▶ Sayfa
Gazete, Tatar’ın Kıbrıs sorunu, AB ve enerji konularında Anastasidis’e şu yanıtları verdiğini savundu: “İki devlet, İki Eşit ve Egemen Devlet. Garantiler. Doğalgaz: Ortak kullanım yolları bulunmalı .. Kıbrıslı Türklerin ve  Türkiye’nin hakları göz ardı edilemez..” Gazeteye göre Anastasiadis; “Türkiye’nin  beşli konferansta netlik kazanacağını düşündüğünü, ve  Türkiye’nin nihai hedefinin   Kıbrıs’ın tamamını kontrol etmek  olduğu, bu yüzden de bir oy ve eşit katılımda ısrar ettiğini” toplantıda dile getirdi.
Yine , KKTC Cumhurbaşkanı sayın Ersin Tatar, 12 Kasım günü BM Genel Sekreteri’nin Kıbrıs Özel Danışman Vekili ve BM Barış Gücü Misyon Şefi Spehar’ı kabul ederek görüştü.. Spehar’ın ekibini tanıştırması vesilesiyle yer alan görüşmede, KKTC Cumhurbaşkanı Tatar, muhataplarına;  Kıbrıs Türk tarafının Kıbrıs’ta bir uzlaşı elde etmek için belirlediği yeni yaklaşım ve politikayı anlattı.
Güney Kıbrıs’ta yayımlanan  Alithia Gazetesinin  25 Kasım 2020 tarihli haberine göre  GKRY Lideri Anastasiadis, “Ada’daki fiili durumun ve belirlenmiş BM Parametreleri dışındaki her türlü  fikrin kabul edilmez olduğunu” vurguladı.. “Ada’yı yeniden   birleştirmek, garantörler veya askeri müdahale aracılığıyla yabancı bağımlılıklarından ve yabancı   asker varlığından kurtulmuş, gerçekten bağımsız ve egemen bir devlet kurmak birinci önceliğimiz olmaya devam ediyor” ifadesini kullanan Anastasiadis: “Bizim açımızdan  kabul edilemez bir fiili durum var, belirlenmiş BM Parametreleri  dışındaki fikirler sürdürülebilir seçenek değil” diye ekledi..

▶ Yapılacak iş
Kıbrıs haberinde "Gazete, Tatar’ın Kıbrıs" sözcüklerinden başlayıp "ve politikayı anlattı." sözcükleri de dahil olmak üzere uzanan bölümü harfi harfine yeniden yazın.

Bölge etiketleme öğeleri

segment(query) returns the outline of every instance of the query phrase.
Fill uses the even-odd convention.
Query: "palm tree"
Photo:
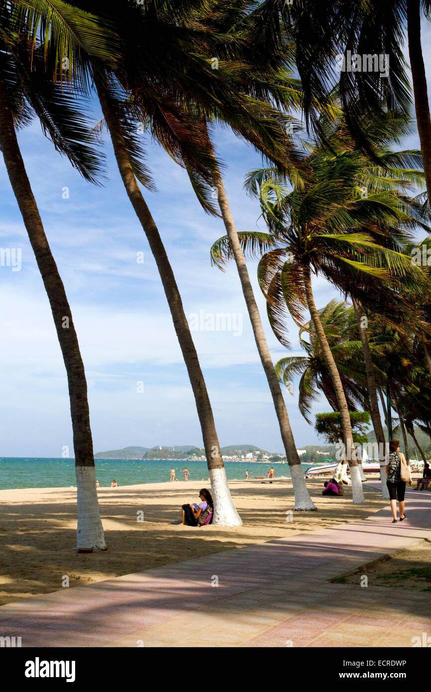
[[[333,147],[337,146],[338,138],[344,138],[343,126],[340,127],[335,136],[333,133]],[[268,251],[259,264],[259,276],[267,298],[271,326],[282,343],[282,304],[287,305],[295,321],[301,320],[304,305],[306,304],[310,312],[333,379],[348,456],[351,454],[354,501],[356,502],[362,502],[363,496],[355,470],[357,462],[348,406],[314,302],[311,268],[313,267],[316,274],[322,273],[343,291],[354,294],[367,305],[372,303],[377,311],[380,303],[380,312],[383,294],[379,295],[379,291],[384,291],[388,306],[395,300],[395,308],[400,301],[393,296],[394,277],[417,273],[399,247],[392,249],[396,244],[391,244],[387,240],[387,246],[378,244],[377,237],[382,235],[383,219],[386,218],[387,224],[390,219],[391,228],[396,224],[399,226],[401,220],[404,225],[412,221],[404,211],[404,199],[397,201],[392,190],[389,194],[384,190],[364,199],[358,197],[358,181],[364,165],[363,159],[345,140],[342,147],[338,147],[336,156],[329,155],[320,149],[320,153],[315,149],[305,157],[301,173],[297,166],[295,168],[292,179],[295,184],[291,192],[286,192],[274,179],[270,170],[255,172],[249,176],[248,187],[255,192],[259,188],[262,214],[270,233],[241,234],[244,247],[253,242],[255,246],[259,244],[259,248],[265,247]],[[369,161],[367,166],[369,170]],[[397,233],[401,233],[399,228]],[[212,253],[216,260],[223,261],[230,256],[226,239],[214,244]],[[385,279],[390,280],[390,290],[383,289]],[[354,291],[352,284],[356,284]]]
[[[334,299],[320,308],[318,313],[338,367],[349,410],[356,411],[358,406],[364,406],[366,394],[364,390],[365,375],[363,372],[360,372],[360,362],[358,358],[355,361],[351,357],[354,340],[357,338],[352,329],[352,309],[347,307],[344,301]],[[307,335],[307,338],[304,338],[305,335]],[[311,425],[311,406],[317,399],[319,390],[324,394],[333,411],[338,410],[338,402],[311,320],[306,322],[300,327],[300,344],[306,355],[286,356],[280,358],[275,363],[275,372],[279,381],[291,393],[293,392],[293,376],[301,375],[298,384],[298,406],[305,420]]]
[[[64,286],[53,257],[27,176],[16,128],[35,115],[56,148],[95,182],[100,162],[77,103],[64,93],[66,65],[79,73],[85,51],[113,65],[115,34],[89,13],[61,1],[2,2],[0,39],[0,149],[50,302],[67,374],[77,487],[78,550],[104,549],[84,364]],[[109,47],[108,47],[109,42]],[[67,62],[63,62],[64,60]]]
[[[183,12],[183,6],[187,9],[185,13]],[[130,51],[131,64],[126,66],[118,78],[132,94],[132,109],[137,117],[146,124],[148,129],[169,154],[187,169],[199,201],[210,213],[217,213],[217,210],[210,203],[208,190],[211,187],[217,190],[221,217],[235,247],[234,255],[243,294],[291,466],[295,509],[315,510],[305,485],[286,405],[274,371],[220,168],[208,130],[209,123],[221,122],[230,127],[237,134],[250,142],[270,159],[284,161],[288,154],[294,158],[294,147],[281,127],[289,119],[284,113],[275,110],[270,100],[275,98],[283,102],[292,102],[295,100],[297,83],[297,80],[291,80],[279,72],[279,60],[278,62],[275,60],[272,70],[265,65],[264,69],[259,66],[258,71],[254,62],[250,64],[251,53],[254,56],[256,51],[250,48],[248,33],[250,26],[253,26],[253,13],[250,13],[248,3],[239,3],[235,8],[230,6],[228,12],[223,12],[222,10],[222,6],[214,8],[203,4],[194,3],[192,7],[187,2],[176,6],[176,26],[174,30],[169,27],[169,51],[174,54],[177,51],[178,58],[174,64],[178,67],[174,72],[171,71],[172,73],[170,75],[163,75],[163,89],[159,89],[156,94],[156,109],[153,106],[154,88],[149,78],[148,66],[144,61],[143,65],[136,66],[136,55],[142,55],[142,52],[136,48]],[[149,12],[149,15],[154,21],[154,17]],[[163,10],[158,7],[158,19],[165,19],[163,30],[165,32],[167,24],[172,21],[170,15],[168,14],[163,17]],[[142,17],[140,19],[137,18],[137,21],[140,21],[140,26],[144,30],[145,16],[143,21]],[[130,23],[127,31],[129,37]],[[158,43],[160,43],[161,36],[163,45],[163,34],[160,32],[157,34]],[[178,37],[181,40],[179,50],[176,48]],[[132,41],[134,38],[134,35]],[[129,39],[127,44],[130,45]],[[190,48],[190,52],[186,53],[187,45]],[[254,49],[255,46],[253,48]],[[156,51],[160,52],[160,46],[157,46]],[[218,56],[217,69],[212,71],[209,56],[214,55]],[[161,60],[163,58],[164,55]],[[151,69],[154,70],[153,66],[157,63],[154,55],[152,55],[152,59]],[[145,60],[147,60],[145,57]],[[122,64],[124,66],[124,62]],[[183,69],[181,74],[180,67]],[[208,85],[208,88],[203,90],[201,88],[202,84]],[[99,86],[98,89],[100,91]],[[178,109],[176,116],[178,117],[181,113],[181,118],[187,118],[189,125],[190,121],[193,122],[196,130],[193,140],[195,144],[200,144],[200,160],[196,150],[191,150],[190,143],[186,149],[184,148],[184,141],[181,143],[181,146],[176,141],[173,145],[172,133],[167,136],[163,131],[165,126],[163,122],[160,120],[155,121],[161,103],[162,107],[166,109],[171,120],[175,104]],[[183,123],[184,125],[183,120]],[[205,157],[203,161],[203,154]],[[210,179],[205,171],[207,167],[210,174]]]
[[[244,10],[239,6],[239,15],[242,21]],[[228,510],[223,511],[225,514],[228,512],[230,515],[230,518],[226,520],[236,523],[239,518],[232,514],[210,405],[188,325],[181,306],[179,293],[176,286],[174,286],[172,271],[169,276],[166,271],[165,253],[162,251],[160,237],[157,241],[154,239],[156,225],[150,219],[147,208],[145,208],[136,181],[134,183],[132,180],[131,174],[136,173],[136,161],[140,154],[136,143],[133,141],[131,131],[127,130],[127,125],[136,120],[140,121],[145,129],[151,132],[174,160],[186,167],[199,201],[205,210],[210,213],[217,213],[208,194],[208,186],[214,185],[218,190],[222,216],[234,242],[236,230],[218,162],[208,134],[207,120],[220,120],[228,124],[257,149],[279,160],[284,159],[286,151],[291,151],[292,147],[282,128],[286,116],[275,110],[266,101],[250,98],[248,91],[240,88],[244,80],[239,80],[237,77],[238,62],[232,59],[232,52],[229,53],[228,51],[226,51],[226,33],[219,35],[220,24],[225,17],[222,12],[219,11],[214,15],[212,7],[208,8],[205,3],[194,3],[192,6],[187,0],[176,5],[174,17],[172,15],[170,6],[164,8],[158,3],[156,13],[154,10],[151,3],[146,3],[143,9],[142,7],[132,8],[131,12],[134,21],[130,21],[130,13],[125,13],[127,21],[122,17],[120,29],[120,33],[124,30],[124,35],[127,38],[125,41],[127,48],[121,61],[121,69],[117,70],[115,75],[104,75],[95,69],[93,70],[93,78],[123,182],[159,266],[176,329],[178,327],[177,336],[183,353],[186,358],[192,354],[192,361],[187,365],[187,369],[200,412],[213,490],[220,486],[214,495],[216,498],[219,497],[221,502],[223,496],[223,503],[230,503]],[[230,24],[235,17],[238,18],[238,15],[232,15],[232,8],[230,8],[230,12],[226,15]],[[140,28],[138,34],[136,26]],[[154,41],[156,28],[158,30],[154,51],[149,51],[147,46],[145,53],[140,51],[138,43],[143,40],[141,34],[145,37],[149,34],[150,40]],[[241,42],[237,35],[235,40]],[[244,42],[242,43],[245,45]],[[166,71],[163,66],[167,50],[175,56],[174,59],[172,58],[175,69],[171,68]],[[221,59],[215,71],[212,70],[208,57],[214,54],[226,58],[223,62]],[[160,55],[158,60],[157,55]],[[138,60],[137,56],[139,56]],[[244,65],[241,64],[241,67],[245,71]],[[250,71],[249,68],[248,70]],[[270,78],[266,75],[265,80],[265,84],[260,85],[262,92],[267,88],[266,82],[268,80],[270,81]],[[255,81],[257,81],[257,78]],[[210,89],[206,86],[203,89],[203,84],[211,86]],[[119,85],[125,92],[125,98],[122,100],[117,96]],[[278,74],[273,78],[271,88],[275,93],[284,92],[289,89],[287,82]],[[128,159],[130,159],[129,163]],[[143,172],[142,167],[139,170]],[[141,175],[139,179],[144,184],[148,183],[145,175]],[[152,240],[150,239],[152,234]],[[163,253],[165,257],[162,256]],[[159,255],[159,260],[156,255]],[[286,406],[273,370],[244,256],[241,260],[241,257],[237,255],[237,261],[240,266],[243,291],[276,403],[287,457],[293,468],[295,509],[315,509],[305,485]],[[174,289],[173,293],[171,290],[172,286]],[[178,306],[181,306],[181,309]],[[180,325],[182,325],[181,329]],[[221,509],[219,512],[216,509],[216,516],[217,514],[222,517]]]
[[[376,123],[386,111],[410,117],[410,87],[403,51],[407,37],[416,121],[430,197],[431,118],[421,38],[421,10],[429,19],[429,0],[324,5],[318,0],[295,0],[292,3],[280,0],[264,5],[261,33],[268,39],[272,37],[277,45],[283,32],[287,31],[295,44],[307,125],[324,139],[319,115],[322,109],[330,107],[331,91],[338,83],[350,133],[360,148],[375,159],[377,153],[363,128],[364,113],[369,122]],[[358,57],[353,60],[354,56]]]
[[[114,87],[109,84],[106,75],[95,70],[93,78],[118,170],[156,260],[193,390],[211,479],[214,523],[240,526],[242,522],[228,485],[211,403],[180,292],[158,229],[138,184],[137,176],[142,183],[147,184],[148,181],[145,170],[140,166],[139,148],[133,137],[133,121],[131,124],[128,121],[123,104],[116,98]]]

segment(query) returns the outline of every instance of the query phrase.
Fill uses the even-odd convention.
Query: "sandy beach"
[[[0,491],[0,604],[62,588],[142,572],[255,543],[315,531],[365,518],[384,507],[380,494],[364,484],[366,504],[354,505],[351,490],[343,498],[324,498],[322,480],[307,480],[318,512],[286,512],[293,507],[290,480],[232,482],[230,486],[244,525],[194,528],[169,522],[186,502],[196,502],[206,484],[180,481],[98,491],[108,549],[78,554],[76,491],[48,488]],[[138,521],[141,511],[144,520]],[[289,518],[288,515],[287,518]]]

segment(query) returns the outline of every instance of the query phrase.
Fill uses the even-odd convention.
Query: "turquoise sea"
[[[184,480],[183,461],[172,459],[144,462],[131,459],[96,459],[96,478],[100,487],[111,485],[113,478],[122,485],[137,485],[140,483],[161,483],[169,481],[172,467],[176,477]],[[246,469],[250,478],[266,476],[273,464],[228,462],[225,464],[230,480],[242,480],[246,477]],[[305,471],[311,464],[302,464]],[[312,465],[312,464],[311,464]],[[208,469],[205,462],[187,462],[190,480],[206,482]],[[289,478],[287,464],[275,464],[276,478]],[[61,488],[76,487],[74,459],[37,459],[6,457],[0,459],[0,490],[14,488]]]

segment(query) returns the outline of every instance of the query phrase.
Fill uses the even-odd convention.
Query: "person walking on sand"
[[[405,457],[400,452],[400,441],[392,439],[389,443],[389,454],[385,457],[385,468],[386,469],[386,485],[389,491],[391,501],[391,511],[392,512],[392,524],[396,522],[396,502],[400,511],[400,521],[404,521],[404,493],[405,492],[405,482],[401,480],[401,464],[407,470],[409,475],[409,485],[412,485],[410,469],[405,461]]]

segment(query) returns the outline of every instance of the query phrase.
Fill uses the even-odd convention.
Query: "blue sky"
[[[423,36],[425,44],[429,32]],[[129,445],[202,445],[185,367],[154,261],[121,183],[109,142],[109,179],[85,183],[34,122],[19,144],[45,230],[71,304],[89,383],[95,452]],[[243,190],[244,174],[259,156],[229,131],[217,132],[226,164],[225,187],[238,231],[256,228],[259,206]],[[412,138],[406,147],[416,147]],[[220,219],[207,216],[184,172],[146,140],[147,164],[158,188],[145,197],[172,263],[186,315],[233,313],[242,331],[195,331],[221,446],[253,443],[271,451],[283,446],[248,320],[234,264],[226,273],[211,267],[212,243],[224,235]],[[69,199],[62,197],[64,187]],[[0,267],[0,439],[1,456],[73,454],[67,383],[48,299],[27,234],[0,162],[0,247],[21,248],[22,266]],[[262,220],[257,227],[264,229]],[[136,255],[143,252],[145,261]],[[287,352],[269,327],[265,302],[249,271],[274,361]],[[338,293],[314,282],[318,307]],[[293,349],[302,352],[290,323]],[[137,391],[143,382],[144,392]],[[297,387],[285,399],[297,446],[322,441],[300,415]],[[313,413],[329,410],[324,397]]]

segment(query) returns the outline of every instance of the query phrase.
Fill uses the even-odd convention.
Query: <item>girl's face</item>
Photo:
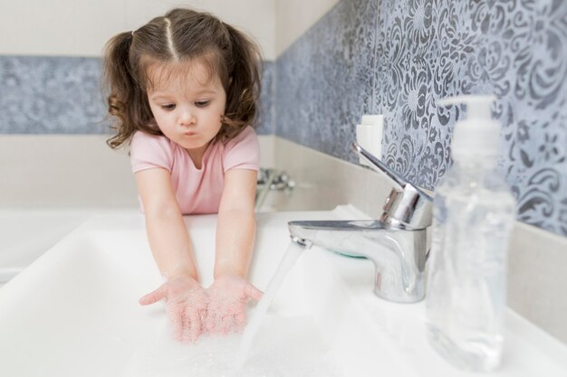
[[[226,93],[218,76],[211,78],[209,69],[199,60],[181,64],[190,65],[178,70],[185,74],[170,75],[168,80],[155,77],[159,70],[150,72],[154,85],[148,92],[148,100],[161,132],[187,149],[200,165],[207,147],[220,130]]]

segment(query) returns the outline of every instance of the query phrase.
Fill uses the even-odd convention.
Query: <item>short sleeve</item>
[[[138,131],[130,143],[130,160],[133,173],[154,167],[162,167],[171,172],[173,165],[171,144],[166,137]]]
[[[260,144],[254,128],[246,127],[236,137],[226,143],[223,153],[225,173],[230,169],[258,170],[260,166]]]

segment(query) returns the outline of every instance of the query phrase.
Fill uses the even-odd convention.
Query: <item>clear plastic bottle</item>
[[[495,369],[502,357],[506,307],[507,249],[515,200],[495,170],[500,127],[491,119],[492,96],[466,102],[456,125],[454,165],[436,187],[426,297],[429,343],[454,365]]]

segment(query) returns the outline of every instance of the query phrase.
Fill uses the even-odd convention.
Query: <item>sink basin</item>
[[[343,217],[338,210],[259,213],[253,284],[268,285],[290,243],[289,221]],[[216,216],[185,220],[208,286]],[[231,372],[240,335],[180,344],[168,333],[161,304],[138,304],[161,284],[142,216],[94,216],[0,289],[0,375],[467,375],[428,345],[423,303],[379,299],[373,276],[368,259],[306,250],[275,296],[244,370]],[[495,375],[567,375],[563,344],[513,312],[507,323],[511,345]]]

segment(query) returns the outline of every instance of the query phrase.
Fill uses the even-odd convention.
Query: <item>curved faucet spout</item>
[[[376,268],[374,293],[380,297],[399,303],[424,298],[425,228],[380,221],[291,221],[288,227],[292,240],[300,245],[317,245],[370,259]]]

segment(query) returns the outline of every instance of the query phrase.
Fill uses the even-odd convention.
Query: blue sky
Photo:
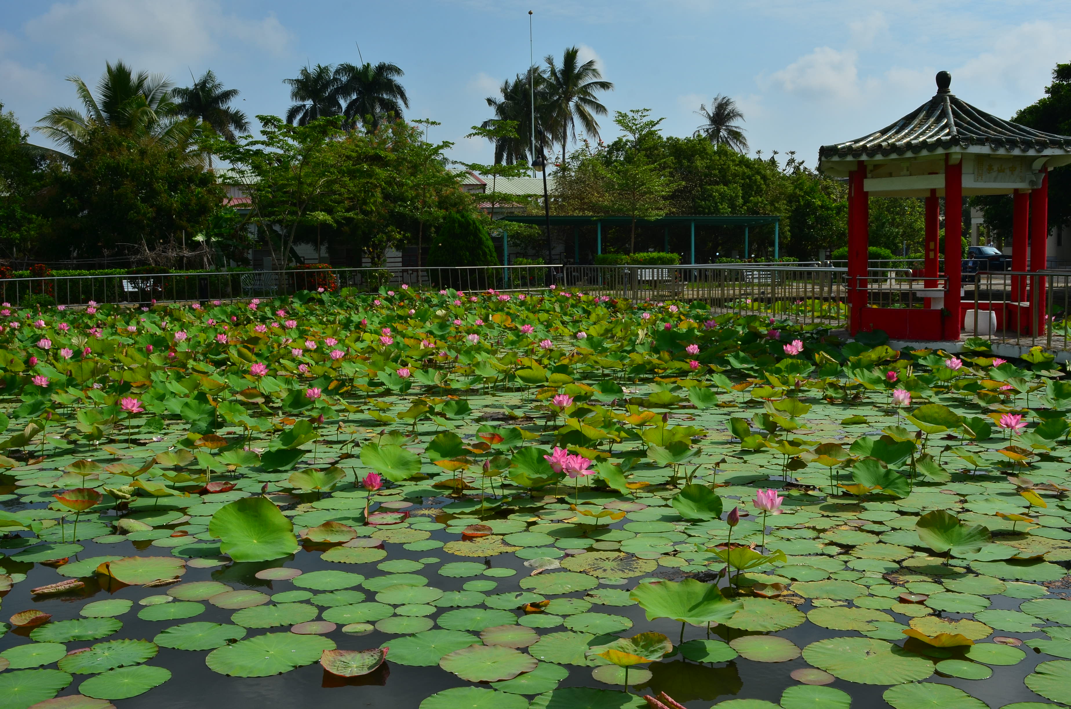
[[[489,162],[469,126],[489,117],[484,96],[534,55],[576,45],[616,85],[613,110],[651,108],[667,134],[687,135],[715,93],[744,111],[752,149],[818,146],[892,122],[952,91],[1001,117],[1042,95],[1057,61],[1071,61],[1066,0],[801,2],[755,0],[4,0],[0,103],[24,127],[74,105],[67,75],[95,82],[105,61],[162,72],[180,86],[212,69],[242,91],[240,108],[282,115],[282,79],[308,63],[391,61],[405,70],[408,118],[441,121],[451,155]],[[603,137],[616,129],[602,119]],[[31,138],[41,140],[39,137]]]

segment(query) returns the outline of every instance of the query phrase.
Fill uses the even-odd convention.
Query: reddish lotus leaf
[[[325,650],[320,655],[320,664],[332,675],[340,677],[358,677],[367,675],[383,664],[389,648],[372,648],[371,650]]]
[[[30,590],[30,593],[34,595],[43,595],[45,593],[63,593],[65,591],[76,591],[79,588],[85,588],[86,584],[78,580],[77,578],[69,578],[66,580],[61,580],[58,584],[49,584],[48,586],[39,586]]]
[[[16,628],[36,628],[37,625],[44,625],[47,623],[51,617],[52,615],[50,613],[30,609],[16,613],[7,620],[11,621],[11,624]]]
[[[101,501],[101,494],[92,487],[75,487],[52,495],[60,504],[73,512],[85,512]]]
[[[357,530],[341,522],[325,522],[302,532],[302,538],[312,542],[348,542],[357,537]]]

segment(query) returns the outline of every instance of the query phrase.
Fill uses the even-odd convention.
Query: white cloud
[[[854,49],[817,47],[770,75],[769,84],[814,101],[856,101],[861,86]]]
[[[468,86],[466,87],[470,92],[478,94],[480,97],[483,96],[494,96],[498,95],[498,88],[502,82],[496,79],[494,76],[480,72],[476,76],[469,79]]]

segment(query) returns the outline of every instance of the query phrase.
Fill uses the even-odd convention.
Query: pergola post
[[[863,179],[866,168],[859,167],[848,174],[848,331],[853,336],[862,327],[863,308],[866,307],[866,268],[870,253],[868,222],[870,213]]]
[[[1028,190],[1016,190],[1012,196],[1011,216],[1011,270],[1026,272],[1027,238],[1030,230],[1030,193]],[[1026,278],[1012,276],[1012,300],[1026,300]]]
[[[1030,193],[1030,272],[1044,271],[1049,259],[1049,170],[1041,174],[1041,185]],[[1030,278],[1030,313],[1034,336],[1045,332],[1045,276]]]
[[[960,153],[945,157],[945,317],[942,337],[957,342],[961,274],[963,272],[963,161]]]

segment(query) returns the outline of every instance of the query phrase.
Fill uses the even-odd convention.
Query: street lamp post
[[[550,196],[546,188],[546,153],[543,152],[542,144],[539,147],[539,155],[532,161],[532,167],[537,172],[543,174],[543,211],[546,214],[546,285],[554,285],[554,246],[550,244]]]

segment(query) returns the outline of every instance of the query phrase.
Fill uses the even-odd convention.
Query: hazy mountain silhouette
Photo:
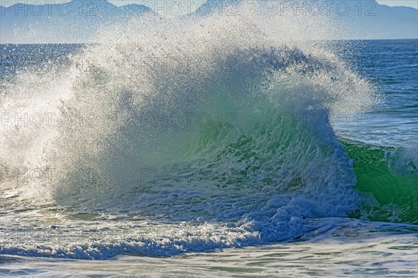
[[[222,13],[233,16],[228,5],[237,5],[239,2],[240,0],[208,0],[193,15]],[[334,13],[332,11],[331,16],[347,29],[346,38],[418,38],[417,9],[389,7],[368,0],[363,1],[360,10],[359,0],[334,3],[339,2],[343,2],[340,7],[341,11],[336,13],[332,9]],[[347,6],[349,13],[346,15]],[[94,38],[100,28],[115,22],[123,24],[147,13],[153,11],[137,4],[117,7],[107,0],[0,6],[0,43],[85,42]]]

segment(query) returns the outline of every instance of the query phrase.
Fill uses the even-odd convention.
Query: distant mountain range
[[[219,13],[219,7],[226,3],[234,5],[239,2],[240,0],[208,0],[194,14]],[[338,13],[334,10],[334,17],[342,26],[347,26],[346,38],[418,38],[418,10],[389,7],[374,0],[362,1],[362,5],[359,2],[338,1],[332,2],[334,6],[330,6],[332,13],[332,9],[339,7]],[[95,37],[101,27],[114,23],[123,24],[134,17],[154,13],[152,7],[138,4],[117,7],[107,0],[72,0],[66,3],[43,6],[22,3],[10,6],[5,3],[11,1],[1,3],[5,5],[0,6],[2,44],[86,42]]]

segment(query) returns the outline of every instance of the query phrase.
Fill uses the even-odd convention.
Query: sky
[[[405,6],[418,9],[418,0],[377,0],[377,1],[381,5],[387,5],[391,7],[395,6]]]
[[[60,1],[60,2],[63,2],[65,0],[63,1]],[[68,0],[69,1],[69,0]],[[150,0],[152,1],[152,0]],[[154,0],[155,1],[155,0]],[[180,0],[180,1],[182,0]],[[146,0],[109,0],[109,2],[111,2],[112,3],[114,3],[116,6],[123,6],[123,5],[127,5],[127,4],[130,4],[130,3],[140,3],[141,1],[144,2],[146,1]],[[174,2],[175,0],[166,0],[166,2]],[[204,0],[201,0],[201,2],[204,2]],[[382,5],[387,5],[387,6],[408,6],[408,7],[413,7],[417,9],[418,9],[418,0],[377,0],[377,1],[380,3],[380,4],[382,4]],[[3,0],[0,0],[0,3],[1,2],[10,2],[10,1],[3,1]],[[43,3],[43,2],[51,2],[51,0],[49,1],[39,1],[39,0],[25,0],[25,1],[12,1],[13,3],[16,3],[16,2],[26,2],[26,3],[31,3],[31,2],[37,2],[38,3]]]
[[[181,0],[180,0],[181,1]],[[376,0],[378,3],[382,5],[387,5],[391,7],[395,6],[405,6],[408,7],[413,7],[418,9],[418,0]],[[141,0],[129,1],[129,0],[109,0],[109,2],[113,3],[116,6],[122,6],[127,3],[138,3]],[[169,0],[167,2],[174,2],[174,0]],[[203,2],[202,1],[202,2]]]

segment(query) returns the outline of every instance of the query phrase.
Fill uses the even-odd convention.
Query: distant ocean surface
[[[1,276],[417,277],[418,40],[233,35],[0,46]]]

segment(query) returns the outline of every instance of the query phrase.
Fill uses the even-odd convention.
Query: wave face
[[[67,68],[3,85],[3,195],[98,234],[2,253],[170,255],[298,238],[308,219],[359,209],[329,118],[371,107],[373,88],[314,40],[338,35],[328,19],[247,2],[232,17],[115,25]],[[9,120],[25,113],[27,126]]]

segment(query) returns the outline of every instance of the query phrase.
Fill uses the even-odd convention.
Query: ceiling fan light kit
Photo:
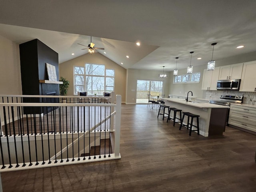
[[[207,64],[207,70],[208,71],[211,71],[214,70],[214,67],[215,66],[215,61],[212,60],[212,57],[213,56],[213,50],[214,48],[214,45],[216,45],[217,43],[213,43],[212,44],[212,45],[213,46],[212,48],[212,60],[209,61]]]
[[[194,53],[194,51],[191,52],[190,53],[191,54],[190,57],[190,64],[189,66],[188,66],[188,69],[187,70],[187,73],[190,74],[193,72],[193,66],[191,65],[191,60],[192,59],[192,54]]]
[[[163,66],[163,73],[159,74],[158,76],[160,78],[165,78],[168,76],[167,74],[164,73],[164,66]]]
[[[96,52],[96,50],[105,50],[104,48],[101,48],[100,47],[94,47],[94,46],[95,44],[92,42],[92,36],[91,36],[91,43],[88,45],[88,46],[86,46],[84,45],[83,45],[82,44],[80,44],[80,43],[78,43],[78,45],[82,45],[83,46],[84,46],[85,47],[87,47],[88,48],[85,48],[84,49],[81,49],[82,50],[84,50],[85,49],[88,49],[88,52],[90,54],[92,54],[92,53],[95,53]]]
[[[177,68],[177,61],[178,60],[178,59],[179,58],[176,57],[175,58],[176,59],[176,68],[175,68],[175,69],[174,69],[174,70],[173,71],[173,75],[176,76],[176,75],[178,75],[178,70]]]

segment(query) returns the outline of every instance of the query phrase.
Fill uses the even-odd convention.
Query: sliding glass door
[[[148,94],[158,96],[163,92],[162,81],[137,80],[136,103],[147,103]]]

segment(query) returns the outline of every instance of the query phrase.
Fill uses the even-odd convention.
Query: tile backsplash
[[[253,100],[254,98],[256,97],[256,92],[244,92],[231,90],[208,90],[206,91],[206,99],[218,100],[221,95],[243,96],[243,103],[256,105],[256,101]]]

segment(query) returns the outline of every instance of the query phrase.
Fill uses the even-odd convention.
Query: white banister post
[[[115,129],[115,157],[120,156],[120,130],[121,129],[121,105],[122,96],[116,95],[116,129]]]
[[[116,96],[115,95],[115,92],[112,91],[111,92],[111,103],[114,104],[116,102]],[[115,109],[114,107],[111,107],[111,111],[110,112],[110,114],[112,114],[114,111],[115,111]],[[110,122],[110,132],[113,132],[114,131],[114,118],[111,118]]]
[[[2,186],[2,179],[1,179],[1,173],[0,173],[0,192],[3,192],[3,188]]]

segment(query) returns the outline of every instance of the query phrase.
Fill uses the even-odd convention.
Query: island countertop
[[[189,112],[200,116],[199,134],[200,135],[205,137],[222,135],[225,131],[229,106],[190,100],[187,102],[184,99],[164,98],[164,100],[165,105],[167,106],[180,109],[182,113]],[[173,116],[172,111],[170,116]],[[196,124],[196,118],[194,118],[193,124]],[[187,118],[185,116],[183,122],[186,124],[187,122]]]
[[[212,103],[204,103],[198,101],[192,101],[189,100],[186,101],[184,99],[178,99],[176,98],[164,98],[166,101],[175,102],[181,104],[189,105],[190,106],[198,107],[202,108],[229,108],[230,107],[225,105],[217,105]]]

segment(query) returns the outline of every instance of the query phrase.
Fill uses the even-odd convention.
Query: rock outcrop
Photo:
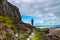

▶ Alıştırma çıktısı
Gazete, Tatar’ın Kıbrıs sorunu, AB ve enerji konularında Anastasidis’e şu yanıtları verdiğini savundu: “İki devlet, İki Eşit ve Egemen Devlet. Garantiler. Doğalgaz: Ortak kullanım yolları bulunmalı .. Kıbrıslı Türklerin ve  Türkiye’nin hakları göz ardı edilemez..” Gazeteye göre Anastasiadis; “Türkiye’nin  beşli konferansta netlik kazanacağını düşündüğünü, ve  Türkiye’nin nihai hedefinin   Kıbrıs’ın tamamını kontrol etmek  olduğu, bu yüzden de bir oy ve eşit katılımda ısrar ettiğini” toplantıda dile getirdi.
Yine , KKTC Cumhurbaşkanı sayın Ersin Tatar, 12 Kasım günü BM Genel Sekreteri’nin Kıbrıs Özel Danışman Vekili ve BM Barış Gücü Misyon Şefi Spehar’ı kabul ederek görüştü.. Spehar’ın ekibini tanıştırması vesilesiyle yer alan görüşmede, KKTC Cumhurbaşkanı Tatar, muhataplarına;  Kıbrıs Türk tarafının Kıbrıs’ta bir uzlaşı elde etmek için belirlediği yeni yaklaşım ve politikayı anlattı.